[start]

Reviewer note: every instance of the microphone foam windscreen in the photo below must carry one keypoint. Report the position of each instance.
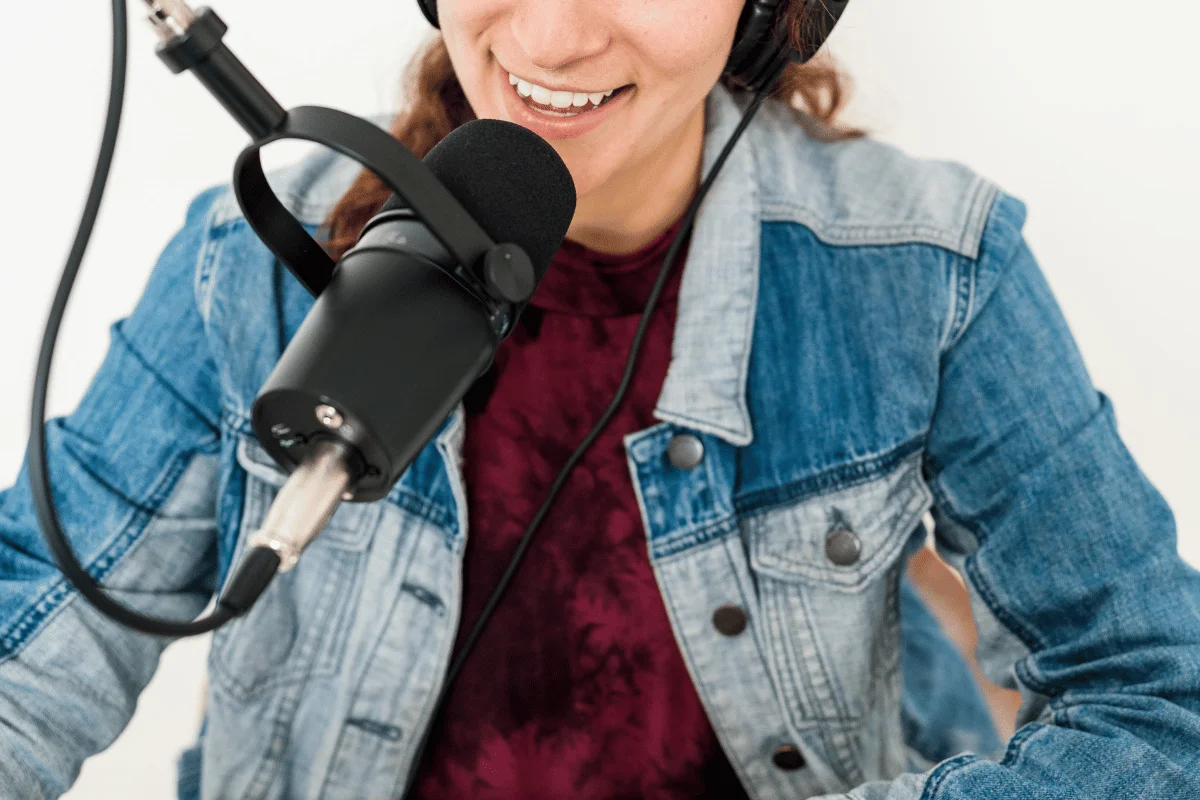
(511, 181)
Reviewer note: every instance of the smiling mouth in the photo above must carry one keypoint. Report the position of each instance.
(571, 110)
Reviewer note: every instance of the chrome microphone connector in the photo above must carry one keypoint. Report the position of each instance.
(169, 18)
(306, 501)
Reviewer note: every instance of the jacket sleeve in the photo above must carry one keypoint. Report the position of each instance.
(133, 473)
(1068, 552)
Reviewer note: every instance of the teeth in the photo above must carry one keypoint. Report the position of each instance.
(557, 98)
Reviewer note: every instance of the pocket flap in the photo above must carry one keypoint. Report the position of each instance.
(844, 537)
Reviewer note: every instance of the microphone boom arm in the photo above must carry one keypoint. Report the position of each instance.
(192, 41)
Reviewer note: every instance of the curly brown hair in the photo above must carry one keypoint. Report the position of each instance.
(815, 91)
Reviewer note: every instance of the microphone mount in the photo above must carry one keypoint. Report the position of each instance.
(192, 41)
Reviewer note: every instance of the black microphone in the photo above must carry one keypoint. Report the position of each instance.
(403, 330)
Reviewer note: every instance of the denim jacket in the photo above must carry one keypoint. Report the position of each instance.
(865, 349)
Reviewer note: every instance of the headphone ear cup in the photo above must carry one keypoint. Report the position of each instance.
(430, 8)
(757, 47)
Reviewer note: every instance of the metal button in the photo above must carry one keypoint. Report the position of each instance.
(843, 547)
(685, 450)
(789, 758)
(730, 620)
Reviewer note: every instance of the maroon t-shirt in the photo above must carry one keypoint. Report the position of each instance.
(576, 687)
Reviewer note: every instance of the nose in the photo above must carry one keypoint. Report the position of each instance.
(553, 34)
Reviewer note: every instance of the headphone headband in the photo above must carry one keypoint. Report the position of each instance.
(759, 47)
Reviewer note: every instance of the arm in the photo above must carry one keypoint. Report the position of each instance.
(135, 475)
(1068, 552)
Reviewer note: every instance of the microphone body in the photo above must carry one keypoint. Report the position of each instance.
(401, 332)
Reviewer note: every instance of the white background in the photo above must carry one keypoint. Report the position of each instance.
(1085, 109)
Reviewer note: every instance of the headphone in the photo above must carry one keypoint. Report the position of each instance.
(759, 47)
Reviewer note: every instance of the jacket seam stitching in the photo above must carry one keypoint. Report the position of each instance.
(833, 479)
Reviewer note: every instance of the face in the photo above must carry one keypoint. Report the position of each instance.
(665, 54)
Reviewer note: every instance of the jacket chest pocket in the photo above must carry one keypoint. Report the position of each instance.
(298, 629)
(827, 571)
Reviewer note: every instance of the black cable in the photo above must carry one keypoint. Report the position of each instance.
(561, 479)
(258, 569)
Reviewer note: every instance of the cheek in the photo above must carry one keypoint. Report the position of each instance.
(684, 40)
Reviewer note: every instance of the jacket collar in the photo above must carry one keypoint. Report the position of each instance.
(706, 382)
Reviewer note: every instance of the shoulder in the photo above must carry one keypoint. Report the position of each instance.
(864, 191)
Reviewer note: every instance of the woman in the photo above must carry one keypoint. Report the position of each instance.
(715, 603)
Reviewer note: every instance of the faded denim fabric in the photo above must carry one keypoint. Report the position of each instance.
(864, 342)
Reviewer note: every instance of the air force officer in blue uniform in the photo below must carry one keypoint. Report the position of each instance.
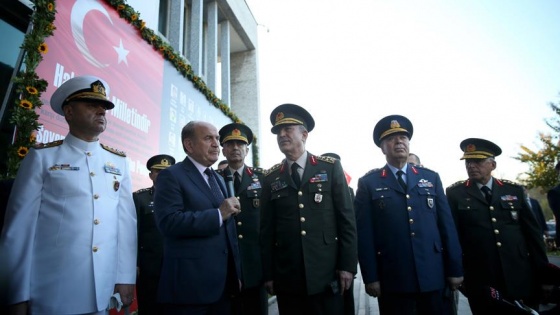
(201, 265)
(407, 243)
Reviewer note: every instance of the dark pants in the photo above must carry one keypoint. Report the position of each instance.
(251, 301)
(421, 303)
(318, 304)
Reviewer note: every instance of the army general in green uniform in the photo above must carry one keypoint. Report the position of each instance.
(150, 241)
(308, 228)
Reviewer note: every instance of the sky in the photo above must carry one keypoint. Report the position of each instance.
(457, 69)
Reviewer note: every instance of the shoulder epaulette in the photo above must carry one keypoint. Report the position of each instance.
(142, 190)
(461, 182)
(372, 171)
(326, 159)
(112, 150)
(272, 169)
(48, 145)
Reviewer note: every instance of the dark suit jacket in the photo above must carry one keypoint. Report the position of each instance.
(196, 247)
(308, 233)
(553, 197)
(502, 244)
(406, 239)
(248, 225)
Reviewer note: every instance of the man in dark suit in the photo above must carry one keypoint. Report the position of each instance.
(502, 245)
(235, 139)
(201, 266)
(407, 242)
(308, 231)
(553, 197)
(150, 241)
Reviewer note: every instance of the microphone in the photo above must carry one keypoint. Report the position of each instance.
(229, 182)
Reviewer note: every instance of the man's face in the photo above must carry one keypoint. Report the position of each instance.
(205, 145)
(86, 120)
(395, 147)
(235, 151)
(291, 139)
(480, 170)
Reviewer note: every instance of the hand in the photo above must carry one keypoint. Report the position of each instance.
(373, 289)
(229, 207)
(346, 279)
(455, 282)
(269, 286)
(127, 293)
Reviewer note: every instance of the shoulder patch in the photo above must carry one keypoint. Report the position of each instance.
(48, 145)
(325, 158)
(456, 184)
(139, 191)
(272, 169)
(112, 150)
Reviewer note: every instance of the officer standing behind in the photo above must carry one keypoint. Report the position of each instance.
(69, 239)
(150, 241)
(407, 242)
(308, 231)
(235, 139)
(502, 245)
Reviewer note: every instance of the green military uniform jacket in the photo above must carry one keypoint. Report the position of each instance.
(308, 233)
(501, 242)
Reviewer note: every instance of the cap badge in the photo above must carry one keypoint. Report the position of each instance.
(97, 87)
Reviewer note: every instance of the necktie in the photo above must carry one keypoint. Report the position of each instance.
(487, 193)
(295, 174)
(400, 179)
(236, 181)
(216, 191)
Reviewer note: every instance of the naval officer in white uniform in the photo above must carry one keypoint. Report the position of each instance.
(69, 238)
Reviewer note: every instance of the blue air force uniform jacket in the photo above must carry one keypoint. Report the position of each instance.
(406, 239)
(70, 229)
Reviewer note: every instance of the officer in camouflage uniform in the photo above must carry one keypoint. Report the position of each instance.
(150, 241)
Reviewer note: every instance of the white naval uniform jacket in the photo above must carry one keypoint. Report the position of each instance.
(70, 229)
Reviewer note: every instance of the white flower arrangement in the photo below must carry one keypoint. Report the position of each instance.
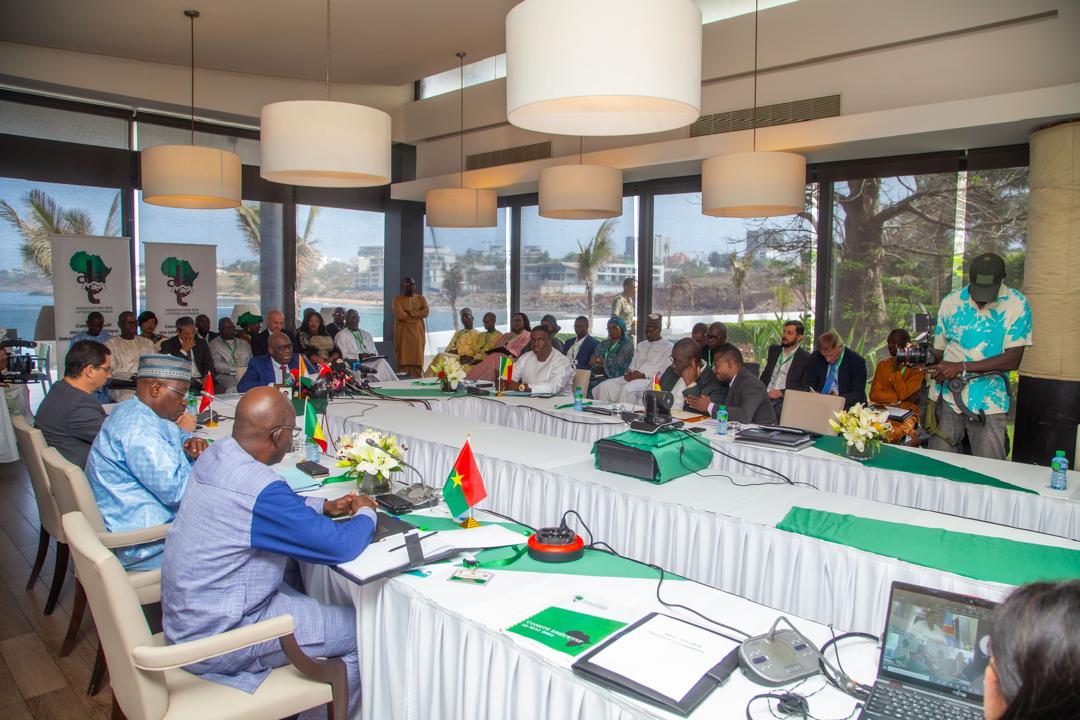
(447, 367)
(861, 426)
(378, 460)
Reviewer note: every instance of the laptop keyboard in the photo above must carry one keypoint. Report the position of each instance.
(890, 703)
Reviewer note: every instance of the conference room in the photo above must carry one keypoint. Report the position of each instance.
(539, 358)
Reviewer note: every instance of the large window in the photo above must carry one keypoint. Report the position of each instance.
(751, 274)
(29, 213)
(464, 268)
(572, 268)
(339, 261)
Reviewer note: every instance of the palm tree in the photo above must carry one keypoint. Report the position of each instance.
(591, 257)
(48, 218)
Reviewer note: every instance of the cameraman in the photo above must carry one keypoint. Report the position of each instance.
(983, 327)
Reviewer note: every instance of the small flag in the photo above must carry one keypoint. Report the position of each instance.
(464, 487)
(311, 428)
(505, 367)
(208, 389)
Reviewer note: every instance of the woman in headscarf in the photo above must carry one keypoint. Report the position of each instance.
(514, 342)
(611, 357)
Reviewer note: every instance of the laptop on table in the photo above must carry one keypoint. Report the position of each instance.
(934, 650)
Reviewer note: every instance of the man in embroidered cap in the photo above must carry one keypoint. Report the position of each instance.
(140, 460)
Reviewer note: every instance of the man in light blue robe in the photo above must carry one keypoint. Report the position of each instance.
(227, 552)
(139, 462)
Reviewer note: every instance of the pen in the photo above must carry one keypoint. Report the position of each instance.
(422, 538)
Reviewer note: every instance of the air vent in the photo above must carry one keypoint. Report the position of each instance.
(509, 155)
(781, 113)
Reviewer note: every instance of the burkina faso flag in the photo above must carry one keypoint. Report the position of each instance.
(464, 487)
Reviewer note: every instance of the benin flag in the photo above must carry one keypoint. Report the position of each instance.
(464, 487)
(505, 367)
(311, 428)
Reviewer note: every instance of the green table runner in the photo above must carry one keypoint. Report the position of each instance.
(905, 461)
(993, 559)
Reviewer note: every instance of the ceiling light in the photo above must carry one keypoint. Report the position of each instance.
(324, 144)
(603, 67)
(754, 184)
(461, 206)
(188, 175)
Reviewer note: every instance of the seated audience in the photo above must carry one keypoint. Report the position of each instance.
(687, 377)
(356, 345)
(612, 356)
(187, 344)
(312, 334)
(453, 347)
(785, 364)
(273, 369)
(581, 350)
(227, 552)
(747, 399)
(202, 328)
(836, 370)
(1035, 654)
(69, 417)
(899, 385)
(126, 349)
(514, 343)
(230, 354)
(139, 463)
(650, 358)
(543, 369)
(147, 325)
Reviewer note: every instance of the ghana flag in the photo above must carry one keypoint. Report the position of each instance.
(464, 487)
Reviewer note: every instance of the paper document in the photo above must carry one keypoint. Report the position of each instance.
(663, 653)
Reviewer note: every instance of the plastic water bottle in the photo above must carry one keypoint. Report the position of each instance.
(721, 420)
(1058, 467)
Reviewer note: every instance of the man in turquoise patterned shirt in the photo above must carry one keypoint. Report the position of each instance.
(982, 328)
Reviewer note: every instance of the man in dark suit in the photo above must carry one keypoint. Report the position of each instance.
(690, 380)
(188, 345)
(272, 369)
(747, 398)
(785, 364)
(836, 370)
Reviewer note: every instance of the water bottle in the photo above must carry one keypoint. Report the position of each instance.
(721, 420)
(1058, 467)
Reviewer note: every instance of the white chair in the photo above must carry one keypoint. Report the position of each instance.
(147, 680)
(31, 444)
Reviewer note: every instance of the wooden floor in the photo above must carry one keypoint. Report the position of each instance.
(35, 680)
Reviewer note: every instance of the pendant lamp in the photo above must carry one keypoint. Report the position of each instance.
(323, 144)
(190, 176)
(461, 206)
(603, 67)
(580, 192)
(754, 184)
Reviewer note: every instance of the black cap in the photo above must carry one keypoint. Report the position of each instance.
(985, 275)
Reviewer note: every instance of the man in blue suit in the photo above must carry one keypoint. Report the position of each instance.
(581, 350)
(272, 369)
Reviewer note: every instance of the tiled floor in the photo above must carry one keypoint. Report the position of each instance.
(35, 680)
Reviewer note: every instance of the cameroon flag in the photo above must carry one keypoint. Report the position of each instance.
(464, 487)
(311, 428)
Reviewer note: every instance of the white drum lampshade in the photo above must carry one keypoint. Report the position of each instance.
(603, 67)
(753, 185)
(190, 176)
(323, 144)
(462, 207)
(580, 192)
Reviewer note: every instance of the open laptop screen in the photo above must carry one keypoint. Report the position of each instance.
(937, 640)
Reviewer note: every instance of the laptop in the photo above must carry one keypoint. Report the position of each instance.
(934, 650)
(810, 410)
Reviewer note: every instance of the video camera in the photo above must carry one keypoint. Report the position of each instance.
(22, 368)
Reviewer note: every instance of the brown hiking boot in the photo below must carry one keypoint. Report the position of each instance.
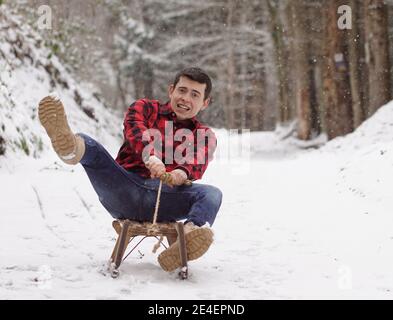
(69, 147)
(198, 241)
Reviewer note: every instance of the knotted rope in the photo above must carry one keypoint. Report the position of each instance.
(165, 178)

[end]

## DESCRIPTION OF THE TASK
Exclude all pictures and reproduce exactly the lines from the one containing "Reviewer note: every instance of the open" through the final line of the entries above.

## SOLUTION TO THIS PROBLEM
Reviewer note: every instance of the open laptop screen in the photo above must carry one keypoint. Report the position of each instance.
(937, 640)
Reviewer note: every instance of the laptop in the photo above must carry one keypoint. Report the position of each instance.
(934, 650)
(810, 410)
Reviewer note: every instance of the video camera in the photo above must carry one keypoint. Report the position of each instance.
(22, 368)
Reviewer note: every instance of the brown hiking boot in the photo below must carry one keypoint. Report the position of each instance.
(69, 147)
(198, 241)
Reviewer note: every instance of the knotted rope in the photo above must carry one keypoint. Report the position of each instance.
(165, 178)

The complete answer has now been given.